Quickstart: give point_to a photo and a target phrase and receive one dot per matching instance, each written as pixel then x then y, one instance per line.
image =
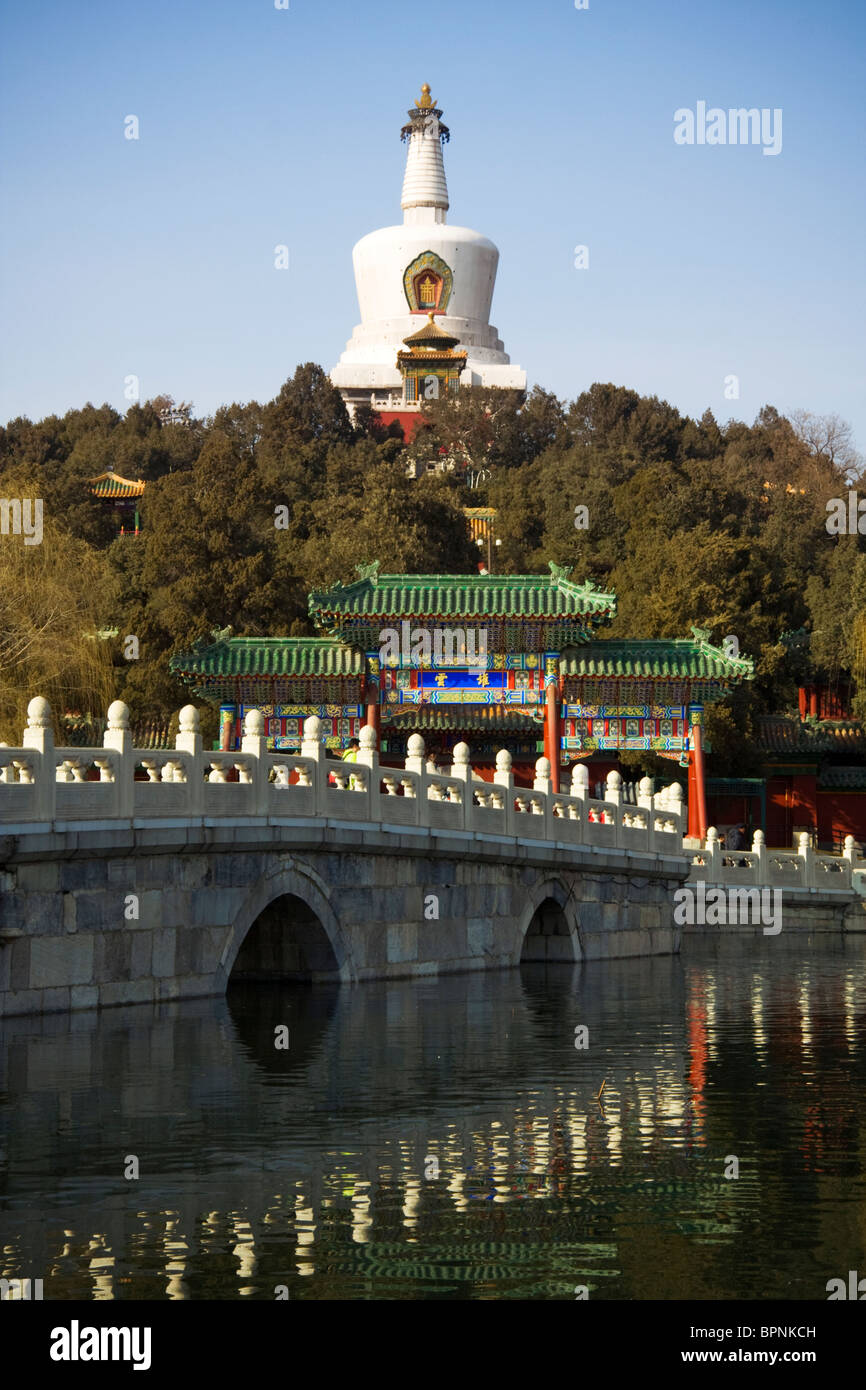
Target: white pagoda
pixel 420 268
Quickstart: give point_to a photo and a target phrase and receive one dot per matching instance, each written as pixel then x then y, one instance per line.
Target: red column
pixel 699 783
pixel 373 712
pixel 552 733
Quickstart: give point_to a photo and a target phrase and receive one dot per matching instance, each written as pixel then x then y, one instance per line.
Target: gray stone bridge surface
pixel 309 902
pixel 260 865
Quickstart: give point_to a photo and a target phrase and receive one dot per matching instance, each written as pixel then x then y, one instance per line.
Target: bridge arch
pixel 548 927
pixel 317 931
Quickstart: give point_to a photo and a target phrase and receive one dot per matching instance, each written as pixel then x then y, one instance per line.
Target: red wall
pixel 841 813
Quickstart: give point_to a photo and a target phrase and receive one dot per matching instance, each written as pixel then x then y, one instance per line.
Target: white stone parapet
pixel 799 870
pixel 43 787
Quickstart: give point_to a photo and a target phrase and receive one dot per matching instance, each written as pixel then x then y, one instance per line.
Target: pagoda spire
pixel 424 188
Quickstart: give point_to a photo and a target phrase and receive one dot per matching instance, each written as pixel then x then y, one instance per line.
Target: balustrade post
pixel 462 772
pixel 613 792
pixel 188 740
pixel 503 777
pixel 850 855
pixel 762 865
pixel 369 756
pixel 645 802
pixel 806 854
pixel 118 737
pixel 544 784
pixel 256 745
pixel 39 737
pixel 312 748
pixel 416 762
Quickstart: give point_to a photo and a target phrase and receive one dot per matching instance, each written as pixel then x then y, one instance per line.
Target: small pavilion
pixel 124 495
pixel 495 660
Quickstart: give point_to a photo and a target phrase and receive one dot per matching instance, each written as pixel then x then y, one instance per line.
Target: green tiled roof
pixel 812 737
pixel 843 779
pixel 448 717
pixel 684 659
pixel 288 656
pixel 111 485
pixel 494 597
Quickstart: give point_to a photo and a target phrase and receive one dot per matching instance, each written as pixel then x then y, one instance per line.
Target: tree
pixel 54 599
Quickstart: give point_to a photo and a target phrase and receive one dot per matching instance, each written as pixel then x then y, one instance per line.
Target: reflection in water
pixel 442 1139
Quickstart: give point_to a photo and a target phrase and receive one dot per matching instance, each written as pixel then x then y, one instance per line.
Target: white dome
pixel 381 260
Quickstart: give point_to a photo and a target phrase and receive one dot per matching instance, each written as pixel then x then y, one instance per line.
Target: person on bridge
pixel 350 756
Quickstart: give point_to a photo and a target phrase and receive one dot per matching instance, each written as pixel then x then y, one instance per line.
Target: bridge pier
pixel 93 923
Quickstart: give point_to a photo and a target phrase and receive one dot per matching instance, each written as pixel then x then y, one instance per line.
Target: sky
pixel 262 127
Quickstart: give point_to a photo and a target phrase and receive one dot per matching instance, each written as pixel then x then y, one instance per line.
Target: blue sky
pixel 262 127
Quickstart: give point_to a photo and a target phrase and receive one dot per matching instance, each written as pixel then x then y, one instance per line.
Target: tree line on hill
pixel 245 512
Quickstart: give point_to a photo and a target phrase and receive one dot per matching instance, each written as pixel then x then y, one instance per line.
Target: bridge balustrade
pixel 42 784
pixel 801 869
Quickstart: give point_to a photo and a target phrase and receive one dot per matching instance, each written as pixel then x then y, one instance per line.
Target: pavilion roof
pixel 812 737
pixel 289 656
pixel 111 485
pixel 680 659
pixel 476 598
pixel 452 717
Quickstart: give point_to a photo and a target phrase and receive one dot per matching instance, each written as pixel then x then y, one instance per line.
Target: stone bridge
pixel 135 875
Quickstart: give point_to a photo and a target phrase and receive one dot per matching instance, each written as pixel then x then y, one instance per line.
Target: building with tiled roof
pixel 124 495
pixel 499 660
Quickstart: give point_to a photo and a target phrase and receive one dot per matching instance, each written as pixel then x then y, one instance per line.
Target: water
pixel 444 1139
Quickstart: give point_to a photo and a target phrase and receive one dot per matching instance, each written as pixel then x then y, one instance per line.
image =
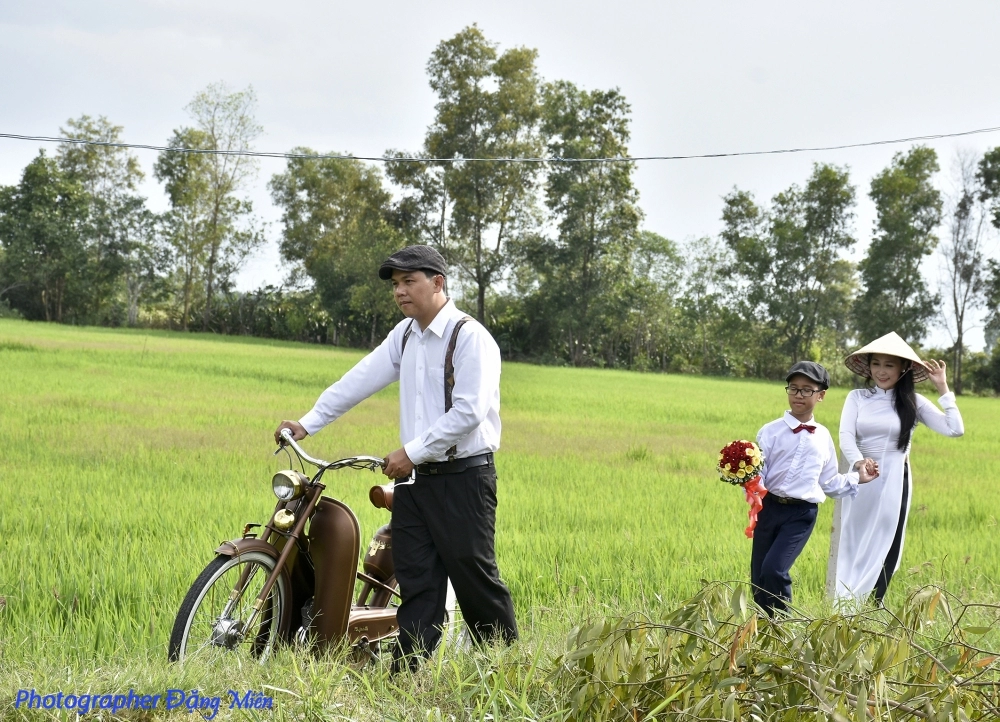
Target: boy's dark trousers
pixel 780 535
pixel 443 527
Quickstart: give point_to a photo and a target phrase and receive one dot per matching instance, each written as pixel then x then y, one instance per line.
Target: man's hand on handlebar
pixel 298 433
pixel 397 465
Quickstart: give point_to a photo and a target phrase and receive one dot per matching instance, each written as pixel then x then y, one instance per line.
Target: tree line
pixel 552 257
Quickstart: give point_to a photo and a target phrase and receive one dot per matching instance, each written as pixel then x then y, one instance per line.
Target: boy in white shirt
pixel 800 471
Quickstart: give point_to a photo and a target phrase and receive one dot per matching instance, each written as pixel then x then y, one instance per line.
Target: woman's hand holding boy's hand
pixel 867 470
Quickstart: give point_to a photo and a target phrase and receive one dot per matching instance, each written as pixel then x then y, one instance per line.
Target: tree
pixel 146 258
pixel 42 232
pixel 894 294
pixel 487 108
pixel 788 261
pixel 185 179
pixel 338 228
pixel 110 176
pixel 964 282
pixel 212 223
pixel 586 270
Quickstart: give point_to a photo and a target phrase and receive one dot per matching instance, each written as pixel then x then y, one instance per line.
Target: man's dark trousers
pixel 443 527
pixel 780 535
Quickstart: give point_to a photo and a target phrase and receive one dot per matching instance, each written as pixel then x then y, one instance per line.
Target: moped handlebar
pixel 355 462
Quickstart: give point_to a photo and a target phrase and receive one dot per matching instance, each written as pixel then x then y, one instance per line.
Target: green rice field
pixel 127 456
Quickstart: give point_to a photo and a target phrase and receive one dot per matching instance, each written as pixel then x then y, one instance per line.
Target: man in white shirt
pixel 800 471
pixel 443 518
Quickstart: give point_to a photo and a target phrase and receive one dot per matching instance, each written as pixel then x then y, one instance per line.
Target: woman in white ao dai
pixel 873 523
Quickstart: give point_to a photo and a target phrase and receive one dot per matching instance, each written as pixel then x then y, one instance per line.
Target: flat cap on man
pixel 812 371
pixel 413 258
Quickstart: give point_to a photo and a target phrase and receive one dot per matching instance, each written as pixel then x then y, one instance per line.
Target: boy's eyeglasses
pixel 805 393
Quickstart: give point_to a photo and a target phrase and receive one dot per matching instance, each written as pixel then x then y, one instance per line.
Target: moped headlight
pixel 288 485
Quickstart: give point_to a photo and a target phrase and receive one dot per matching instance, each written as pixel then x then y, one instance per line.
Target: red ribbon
pixel 755 493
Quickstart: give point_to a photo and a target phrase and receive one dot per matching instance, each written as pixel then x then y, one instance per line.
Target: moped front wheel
○ ○ ○ ○ ○
[WHAT THIS TASK INVOLVES]
Update all of the rows above by changing "Quickstart" to "Overview" and leaving everything else as it is. Omit the pictures from your answer.

[TASK OUTPUT]
Overview: give point_to a photo and a target phrase and receive one dot per matching instance, each written as pixel then x then y, one instance per line.
image =
Target: white pagoda
pixel 420 268
Overview: give point_to a photo and a target phrase and receive one dot per matching instance, each written as pixel then x then y, one instance per line.
Target: red column
pixel 699 783
pixel 373 712
pixel 552 733
Overview: give point_to a photo and a target phrase and receive one dot per matching instance, each written as pixel then x then y, one instance per line.
Target: gray stone bridge surface
pixel 309 902
pixel 260 865
Overview: give point_to a photo and a target phrase and receive one dot per matching instance, each written as pixel then x then y, one instance per line.
Target: bridge arch
pixel 548 927
pixel 317 931
Overview: give point_to a photo and a target phrase and receive one dot per matching instance, each written as pixel then x then y, one instance per line.
Target: red wall
pixel 841 813
Overview: give point_to a photo and a target phrase and receive one dot per matching instance, each written as pixel then x then y, one instance per line.
Target: white stone parapet
pixel 799 870
pixel 43 787
Overview: give point_to a photo and a target phrase and receive one dot per matching instance, each written as pixel then x then y, one instance per line.
Target: pagoda spire
pixel 424 188
Overview: give point_to a photo and a target phrase and receive one dot per matching instance, each written as pixel then x then y, one instance per line.
Target: balustrade post
pixel 462 772
pixel 613 792
pixel 188 740
pixel 503 777
pixel 850 855
pixel 762 865
pixel 369 756
pixel 645 802
pixel 806 854
pixel 118 737
pixel 544 784
pixel 256 745
pixel 39 737
pixel 312 748
pixel 416 762
Overview: give point_to a photo and a target phrase and receive one dot per matching instance, each written as pixel then x then y, one instance per line.
Target: small pavilion
pixel 124 495
pixel 495 660
Overview: give point_to a photo and a target phrase and receive one dot per matching instance, each written as pixel then x then y, one instance per line.
Target: green tiled roof
pixel 812 737
pixel 843 779
pixel 448 717
pixel 684 659
pixel 288 656
pixel 111 485
pixel 494 597
Overview: give point_to a photo and a target phrase and receive one dot per matching instance, each written as pixel then x then y, one instance per line.
Target: tree
pixel 54 599
Overview: give point_to a photo and a target phrase and receive one dot per matching instance, each written as pixel then x then y, one instance per line.
Target: reflection in water
pixel 442 1139
Overview: give point_to a photo and a target phrase and receive one dot per matching instance, each written as pixel then x then y, one instance per line.
Target: white dome
pixel 381 260
Overview: give point_to a photo and a target phrase and receive one dot per matching instance, each written as pixel then x then y, one instance per line.
Target: person on bridge
pixel 350 756
Overview: give point_to a photo and a target phrase and receive one dot per matching instance, each written as pixel then x then y, one instance per line.
Target: bridge pier
pixel 93 923
Overview: give point_to a photo and a target phrase and receive one dot per matching instance, each written as pixel then x then y, one instance per line.
Target: sky
pixel 262 127
Overview: give point_to a photo and a target phrase and receive one dot per matching instance, each written as pixel then x then y, one instance per line.
Target: blue sky
pixel 262 127
Overview: give point_to a photo and a target phrase and receive one dot per matching instance, each written as pixel then x then y, one instance per line.
Target: tree line on hill
pixel 245 512
Overview: give point_to a photo and a target phrase and receive one dot per matching instance, each written as pixel then x then y, one instance per line.
Target: bridge balustrade
pixel 42 784
pixel 801 869
Overview: give point_to a photo and a target phrase and receive one dot per matching instance, each written as pixel then x then y, one instance per line.
Target: pavilion roof
pixel 812 737
pixel 289 656
pixel 111 485
pixel 680 659
pixel 476 598
pixel 452 717
Overview: give point_to a photo and a target phrase and receive one dot per matching instance, each written as pixel then x then y, one instance per line.
Target: stone bridge
pixel 135 875
Overview: give point_to a photo and a target phrase and receive one dot per matching instance, each written as pixel then x then y, one instance per line.
Target: building with tiled roof
pixel 124 495
pixel 499 660
Overview: give point_to a photo and a target phrase and receive one dot per matching instance, each written as pixel then x then y, one instance per line.
Target: water
pixel 444 1139
Overview: give point_to a photo and a target phrase and receive one dot per matching instance, each written as pixel then x then y, one instance per line.
image =
Target: boy's dark trousers
pixel 780 535
pixel 443 527
Overview: give point_to a photo and a target phrase and receive one dot per matching instance, each written as pixel then x then y, one instance per line.
Target: man's hand on handlebar
pixel 298 433
pixel 397 465
Overview: give point_to a photo and a target phrase and receive one dot per matching instance, each written as pixel then x then y, one instance per line.
Target: tree line
pixel 552 257
Overview: give point_to a photo and a target phrase and receive one dot per matching instance, each written as pixel then x then y, one instance per line.
Target: boy in white shirt
pixel 800 471
Overview: give point_to a photo and a target phrase and receive one dot per matching instance, each written as pixel then x then y, one instance per line.
Target: woman's hand holding boy's hand
pixel 867 470
Overview: give point_to a photo and a target phrase and receive one dot per matching instance, each written as pixel then x then y, one instance per line.
Target: tree
pixel 146 258
pixel 42 232
pixel 894 294
pixel 487 108
pixel 788 261
pixel 185 179
pixel 338 228
pixel 110 176
pixel 964 282
pixel 212 223
pixel 586 270
Overview: give point_to a photo and a target phrase and receive one dot per matching instance, each written as pixel then x then y, one instance per line.
Target: man's dark trousers
pixel 443 527
pixel 780 535
Overview: give point_to a photo and a target phrase and receive one dot per matching instance, each written as pixel then x then y, one instance per line.
Target: moped handlebar
pixel 355 462
Overview: give point_to a photo and a target phrase and receive one dot per matching instance, each written as pixel then x then y, one instance per line.
Target: green rice field
pixel 127 456
Overview: give point_to a photo and a target phrase and receive one dot per matching instance, each written as pixel then x then y, one instance per line.
Target: man in white shirt
pixel 800 471
pixel 443 518
Overview: give point_to a photo and a target phrase and receive one dot per matching instance, each written as pixel then x then y, one instance per line.
Target: woman in white ao dai
pixel 873 523
Overview: give point_to a photo and a target phrase and receive one dot per matching instance, each written as pixel then x then y, one instance per line.
Target: flat cap on man
pixel 812 371
pixel 413 258
Overview: give point_to a photo and a target phrase and receive one dot per matching instance, each written as pixel then x then y, one instance per line.
Target: boy's eyeglasses
pixel 805 393
Overview: give point_to a photo and a target phrase and receive one dot per matching instance, each written as pixel then x then y, one instance per line.
Target: moped headlight
pixel 288 485
Overview: give point_to a photo and a target phrase and receive one dot per matching instance, each written as pixel then x then y, one instance per line.
Target: red ribbon
pixel 755 493
Overview: give point_to a photo and a target phrase and receive one dot per matching instance, each written as pixel then x then y, one instance per line.
Target: moped front wheel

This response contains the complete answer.